__ASSIGNED TASK__
The response must contain every line from the records below that has "white".

========================================================================

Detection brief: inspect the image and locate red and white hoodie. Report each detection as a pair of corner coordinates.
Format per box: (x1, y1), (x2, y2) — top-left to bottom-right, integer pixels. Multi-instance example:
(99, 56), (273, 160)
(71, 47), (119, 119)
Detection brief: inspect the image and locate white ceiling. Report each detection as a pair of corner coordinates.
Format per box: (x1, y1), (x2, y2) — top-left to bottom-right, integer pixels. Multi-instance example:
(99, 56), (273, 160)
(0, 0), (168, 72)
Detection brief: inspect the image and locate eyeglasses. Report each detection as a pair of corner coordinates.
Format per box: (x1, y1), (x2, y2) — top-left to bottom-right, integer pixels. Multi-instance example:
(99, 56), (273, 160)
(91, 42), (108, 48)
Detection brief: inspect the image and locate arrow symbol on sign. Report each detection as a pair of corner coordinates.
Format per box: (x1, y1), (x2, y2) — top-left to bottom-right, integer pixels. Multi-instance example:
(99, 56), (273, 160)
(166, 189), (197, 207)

========================================================================

__SOLUTION__
Detection brief: inspect the image and locate red and white hoodie. Report each detection as a pair of corner coordinates.
Detection brief: inspect the image and locate white ceiling. Report each detection as a pair of corner coordinates.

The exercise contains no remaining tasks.